• _TASK GOAL_:
Extract every line from the items below that contains the word "white".

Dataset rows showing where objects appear
--- --- ---

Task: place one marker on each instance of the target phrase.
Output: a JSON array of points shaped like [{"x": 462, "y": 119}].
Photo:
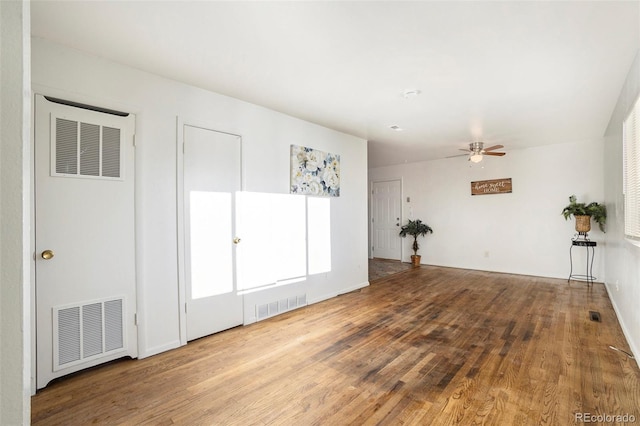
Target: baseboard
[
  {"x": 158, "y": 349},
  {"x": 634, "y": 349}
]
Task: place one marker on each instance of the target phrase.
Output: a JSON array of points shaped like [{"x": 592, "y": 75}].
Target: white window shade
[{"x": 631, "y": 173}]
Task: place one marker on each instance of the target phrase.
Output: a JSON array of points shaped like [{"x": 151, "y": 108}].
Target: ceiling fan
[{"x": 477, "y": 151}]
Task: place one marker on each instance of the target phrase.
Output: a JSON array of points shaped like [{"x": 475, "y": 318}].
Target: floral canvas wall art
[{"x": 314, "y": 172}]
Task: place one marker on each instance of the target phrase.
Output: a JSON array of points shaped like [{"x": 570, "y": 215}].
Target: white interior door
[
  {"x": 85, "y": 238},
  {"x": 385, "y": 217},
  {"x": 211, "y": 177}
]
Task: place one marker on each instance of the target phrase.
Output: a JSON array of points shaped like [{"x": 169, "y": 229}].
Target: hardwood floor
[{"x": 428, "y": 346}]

--- --- ---

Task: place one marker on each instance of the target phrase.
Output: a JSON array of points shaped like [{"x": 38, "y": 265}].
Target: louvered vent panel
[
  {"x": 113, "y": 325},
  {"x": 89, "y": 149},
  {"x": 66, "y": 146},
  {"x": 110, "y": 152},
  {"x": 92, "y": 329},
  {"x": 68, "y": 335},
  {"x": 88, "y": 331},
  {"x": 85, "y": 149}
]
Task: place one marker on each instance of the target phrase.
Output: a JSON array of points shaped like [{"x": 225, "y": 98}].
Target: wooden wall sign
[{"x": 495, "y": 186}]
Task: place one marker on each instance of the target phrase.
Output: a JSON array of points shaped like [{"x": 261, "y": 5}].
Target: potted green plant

--- --- ---

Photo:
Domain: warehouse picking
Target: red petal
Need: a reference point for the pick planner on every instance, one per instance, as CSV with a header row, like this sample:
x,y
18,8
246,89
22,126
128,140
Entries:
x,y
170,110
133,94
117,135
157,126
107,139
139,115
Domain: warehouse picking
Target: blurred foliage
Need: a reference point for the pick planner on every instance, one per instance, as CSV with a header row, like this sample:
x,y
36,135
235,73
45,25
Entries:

--- --- ---

• _REPLY TO THE TASK_:
Target: white window shade
Target: white interior door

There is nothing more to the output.